Provided information:
────────────────────────────────────────

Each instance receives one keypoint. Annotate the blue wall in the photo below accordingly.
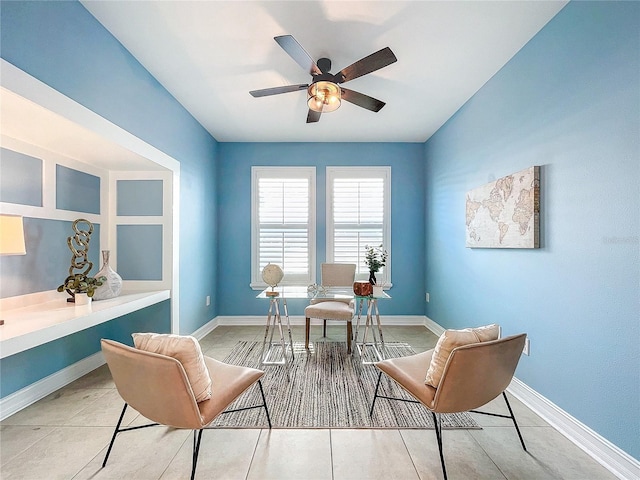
(63, 45)
(568, 101)
(24, 368)
(234, 201)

────────────────────────────────────────

Task brief: Please write the records above out again in full, requests included but pictures omitted, raising every coordinate in the answers by 133.

Result of this task:
Each instance receives one keypoint. Annotate the blue wall in the photo below accordingly.
(196, 178)
(701, 234)
(157, 501)
(367, 334)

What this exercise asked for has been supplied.